Challenges =>
• A. In the passage on corporate responses to the 2020 crisis, rewrite the section between "Stockholm-based telecommunications company" and "India Linda Lindberg.", inclusive, changing "Ericsson" to "Nokia" throughout.
• B. Name every person mentioned in the passage on corporate responses to the 2020 crisis.
• C. Pick up the passage on corporate responses to the 2020 crisis at its final sentence and carry it forward.

Text extract =>
— start —

An inclusive organization isn’t just one that seeks an equitable gender balance and fosters diversity, it’s also one that encourages its team members to speak up, to challenge, question, point out excesses and wrongdoings, Kumar noted. “There are so many topics under inclusion, and fundamentally, it’s key to ensuring an equal and fair society for all.”

From Crisis to Accelerated Innovation

HSBC was heavily impacted by the crisis that paralyzed the world in 2020, Kumar said, with a significant reduction in its retail business, a drop in credit card spending and a significant decline in unsecured lending. The impact has been mixed, however; the bank’s wealth business did well as stock markets plunged and then rebounded to historic highs.

The mixed impact created significant challenges around workforce planning, as resources had to be reallocated to contend with shifting demand, he said. The other significant impact was on the digitalization of its business, Kumar noted. “What would have ideally happened over a three- or four-year period got accelerated into a six-month-to-one-year period.”

For Virginia-based Mars, which has more than 130,000 employees across 80 countries, reconciling the needs of employees and customers, and contending with health and safety concerns for those workers who needed to be present while transitioning office-based associates to work remotely, was the first call of duty, said Global Inclusion & Diversity Officer Ibtehal Fathy.

“We had associates who joined the business over the past year who were on-boarded but have not been able to meet their peers, line managers and teams face-to-face,” she said, adding, “We introduced programs and support systems to enhance and maintain the human connection and relationships to ensure an ongoing sense of belonging and team collaboration.”

Stockholm-based telecommunications company Ericsson faced similar challenges over the past year to accelerate the digitalization of its operations while meeting the needs of its customers, but overall, the business has performed well, said Vice President and Head of Commercial Management, Ericsson Southeast Asia, Oceania and India Linda Lindberg.

“We really focused a lot of our efforts to ensure we could support our customers and partners and employees through these changes,” she said. “Thereafter, it was trying to figure out how we really make this more sustainable, because we soon understood this was going to continue for some time.”

The disruptions of the past year were widely characterized as unprecedented, but many countries have endured similar economic paralysis on account of war and civil unrest over the years. The uprising in Egypt a decade ago, for example, prompted many organizations in the country to devise contingency plans, according to Ghada Howaidy, Associate Dean, Executive Education and External Relations at the American University in Cairo.

“We had a reference point in our institution for how to act, and this helped a lot. We had the digital infrastructure and we had the agility and the mechanisms to retrain and change course,” she said. The school of business trained its instructors and moved 2,000 participants online within two weeks, Howaidy said.

— end —

Image box annotation records
— start —

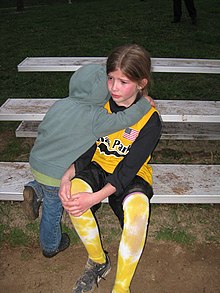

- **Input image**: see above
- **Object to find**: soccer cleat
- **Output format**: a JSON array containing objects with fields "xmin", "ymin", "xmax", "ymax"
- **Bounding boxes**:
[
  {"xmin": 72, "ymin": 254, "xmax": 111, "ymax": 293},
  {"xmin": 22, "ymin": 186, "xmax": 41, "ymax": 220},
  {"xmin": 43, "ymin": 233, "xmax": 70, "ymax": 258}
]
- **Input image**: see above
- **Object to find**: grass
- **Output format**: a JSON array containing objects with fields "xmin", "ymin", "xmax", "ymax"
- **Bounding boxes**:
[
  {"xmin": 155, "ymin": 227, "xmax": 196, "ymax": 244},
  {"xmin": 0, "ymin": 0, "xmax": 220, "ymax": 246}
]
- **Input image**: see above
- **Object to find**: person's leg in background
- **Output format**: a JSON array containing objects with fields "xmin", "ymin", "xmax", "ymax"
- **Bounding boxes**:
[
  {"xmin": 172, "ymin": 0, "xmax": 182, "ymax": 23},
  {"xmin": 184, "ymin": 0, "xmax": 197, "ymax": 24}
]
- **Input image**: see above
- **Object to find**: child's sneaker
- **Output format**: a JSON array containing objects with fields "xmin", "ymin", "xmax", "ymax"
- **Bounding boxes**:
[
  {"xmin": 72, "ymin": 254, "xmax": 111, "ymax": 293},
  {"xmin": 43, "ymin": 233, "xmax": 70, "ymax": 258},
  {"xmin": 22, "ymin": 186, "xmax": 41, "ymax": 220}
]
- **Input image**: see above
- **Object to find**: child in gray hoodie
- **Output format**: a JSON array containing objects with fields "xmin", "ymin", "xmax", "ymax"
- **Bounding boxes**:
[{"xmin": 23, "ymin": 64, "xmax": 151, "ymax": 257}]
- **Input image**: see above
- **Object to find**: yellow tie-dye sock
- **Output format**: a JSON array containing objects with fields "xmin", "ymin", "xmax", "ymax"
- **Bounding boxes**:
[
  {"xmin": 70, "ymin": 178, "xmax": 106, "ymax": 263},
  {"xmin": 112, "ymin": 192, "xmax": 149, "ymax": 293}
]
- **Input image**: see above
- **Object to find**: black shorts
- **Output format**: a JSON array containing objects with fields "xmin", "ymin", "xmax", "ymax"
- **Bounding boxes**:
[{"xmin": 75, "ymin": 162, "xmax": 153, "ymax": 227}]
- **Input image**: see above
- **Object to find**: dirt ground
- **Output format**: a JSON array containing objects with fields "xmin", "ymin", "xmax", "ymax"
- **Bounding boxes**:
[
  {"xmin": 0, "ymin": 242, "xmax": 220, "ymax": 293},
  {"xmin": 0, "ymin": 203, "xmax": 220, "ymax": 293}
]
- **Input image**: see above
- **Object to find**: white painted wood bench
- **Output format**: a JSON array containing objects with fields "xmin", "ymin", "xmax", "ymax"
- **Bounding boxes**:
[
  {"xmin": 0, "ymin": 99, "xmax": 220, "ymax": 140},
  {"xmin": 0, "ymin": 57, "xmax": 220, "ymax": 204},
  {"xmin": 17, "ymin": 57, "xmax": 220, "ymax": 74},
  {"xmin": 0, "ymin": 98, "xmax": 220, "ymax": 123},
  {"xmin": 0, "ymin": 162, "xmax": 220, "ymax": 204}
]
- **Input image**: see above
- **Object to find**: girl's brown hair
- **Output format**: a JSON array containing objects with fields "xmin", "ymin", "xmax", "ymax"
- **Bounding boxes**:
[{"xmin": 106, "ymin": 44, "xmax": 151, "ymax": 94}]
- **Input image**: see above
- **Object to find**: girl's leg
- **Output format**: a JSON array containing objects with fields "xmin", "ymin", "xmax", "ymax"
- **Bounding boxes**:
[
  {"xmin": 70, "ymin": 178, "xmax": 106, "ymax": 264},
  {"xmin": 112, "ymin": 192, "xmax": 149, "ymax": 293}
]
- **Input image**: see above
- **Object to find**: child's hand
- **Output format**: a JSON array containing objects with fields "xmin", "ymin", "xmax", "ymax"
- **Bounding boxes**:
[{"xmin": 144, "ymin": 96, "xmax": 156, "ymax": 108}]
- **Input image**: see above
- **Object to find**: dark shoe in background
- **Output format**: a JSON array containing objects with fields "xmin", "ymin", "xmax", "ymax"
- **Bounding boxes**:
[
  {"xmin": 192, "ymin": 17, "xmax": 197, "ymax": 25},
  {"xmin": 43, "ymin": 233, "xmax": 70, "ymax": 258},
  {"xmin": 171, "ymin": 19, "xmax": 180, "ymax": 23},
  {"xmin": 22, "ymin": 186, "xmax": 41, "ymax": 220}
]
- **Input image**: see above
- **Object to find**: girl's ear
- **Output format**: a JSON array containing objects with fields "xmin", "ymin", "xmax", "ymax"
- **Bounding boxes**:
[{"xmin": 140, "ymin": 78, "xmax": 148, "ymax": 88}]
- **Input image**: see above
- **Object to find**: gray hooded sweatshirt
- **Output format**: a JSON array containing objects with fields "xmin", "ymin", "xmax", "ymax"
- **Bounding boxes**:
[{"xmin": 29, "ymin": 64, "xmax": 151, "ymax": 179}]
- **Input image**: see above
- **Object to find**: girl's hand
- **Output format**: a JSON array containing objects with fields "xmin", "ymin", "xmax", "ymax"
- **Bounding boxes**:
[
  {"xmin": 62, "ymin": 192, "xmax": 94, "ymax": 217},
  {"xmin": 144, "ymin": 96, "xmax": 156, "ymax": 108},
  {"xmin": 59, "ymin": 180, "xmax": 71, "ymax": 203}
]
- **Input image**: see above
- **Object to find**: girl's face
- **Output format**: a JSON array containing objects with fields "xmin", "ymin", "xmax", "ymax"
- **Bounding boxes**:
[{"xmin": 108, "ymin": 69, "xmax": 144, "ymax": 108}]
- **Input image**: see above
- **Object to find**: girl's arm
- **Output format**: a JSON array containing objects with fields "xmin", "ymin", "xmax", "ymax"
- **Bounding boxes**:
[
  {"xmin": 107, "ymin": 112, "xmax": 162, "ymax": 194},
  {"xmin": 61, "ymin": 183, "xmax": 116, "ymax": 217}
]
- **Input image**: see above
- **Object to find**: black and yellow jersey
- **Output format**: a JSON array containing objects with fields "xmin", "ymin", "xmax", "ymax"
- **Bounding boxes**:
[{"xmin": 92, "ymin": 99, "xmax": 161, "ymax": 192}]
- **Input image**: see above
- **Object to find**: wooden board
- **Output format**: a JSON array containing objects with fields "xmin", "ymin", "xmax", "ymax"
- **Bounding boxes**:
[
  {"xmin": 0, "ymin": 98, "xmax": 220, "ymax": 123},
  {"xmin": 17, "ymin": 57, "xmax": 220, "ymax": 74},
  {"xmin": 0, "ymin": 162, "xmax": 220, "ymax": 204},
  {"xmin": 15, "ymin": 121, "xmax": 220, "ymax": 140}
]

— end —

The results =>
• A.
Stockholm-based telecommunications company Nokia faced similar challenges over the past year to accelerate the digitalization of its operations while meeting the needs of its customers, but overall, the business has performed well, said Vice President and Head of Commercial Management, Nokia Southeast Asia, Oceania and India Linda Lindberg.

• B. Kumar, Ibtehal Fathy, Linda Lindberg, Ghada Howaidy

• C.
“We got proof that participants are comfortable with doing online executive education, but also, we understood that our product will change into being more modular and personalized; people are going to be more in control,” Howaidy said. “What was going to happen over a few years happened in six months.” 

Resilient Leadership

Leadership competencies that have stood business managers in good stead historically have proven their worth over the past year, said Kumar. These include a digital-first mindset, a quick pace and an embrace of differences of all sorts, which results in strong engagement, he said. Empathy is also critical, especially in troubled times, he added. “Leaders who put the success of others and customers first, and then take decisions with that framework in mind, have had the best impact.”

Certain qualities and skills have definitely stood out, Lindberg agreed, including digital fluency, adaptability and humanness, in addition to self-leadership. “We need leaders who can adapt well to significant changes and stay cool, understand how to zoom out, navigate, understand what's happening, and then quickly prioritize and accelerate the activities that need to happen. The ability to identify problems that are not creating noise is also an important skill,” Lindberg said.

Ericsson fast-tracked its leadership development efforts to build coaching skills among its leaders to contend with increased stress. “We had already been investing a lot to train our leaders in coaching, and that became something we further accelerated to equip our leaders to manage this situation, especially self-leadership. Self-leadership is critical to keep team members motivated, on the one hand, and rein in those who become consumed by work on the other,” she added.

“When a crisis hits, the inner game really comes out,” said Anish Singh, Head of Human Resources, Australia and New Zealand at Unilever. Leaders who pay attention to the inner game drive positive business outcomes by being purposeful, service-oriented, and by listening, Singh said.

Leaders should also be mindful about how individuals are recognized, both internally and externally, Lindberg said. There are too few role models representing companies in public forums who reflect the diversity and inclusiveness these same companies espouse, she noted. “I’m a big believer in ensuring you present these role models, this inspiration, to the greater communities.”

Diversity and Inclusion Fuel Growth

Despite the growing momentum around diversity and inclusion, many organizations are lagging. It starts with setting clear goals and ambitions, said Lindberg. Ericsson has derived great benefit from establishing a talent board to review senior hires, she noted. This peer review helps articulate the capabilities and gaps each candidate has, and serves to filter out bias, she said.

“Meritocracy doesn't conflict with diversity,” Fathy pointed out. There's plenty of capable talent from diverse backgrounds, she said. “The key questions are, are they being seen, and are there appropriate measures taken to remove bias that could limit their ability to join, grow and stay?”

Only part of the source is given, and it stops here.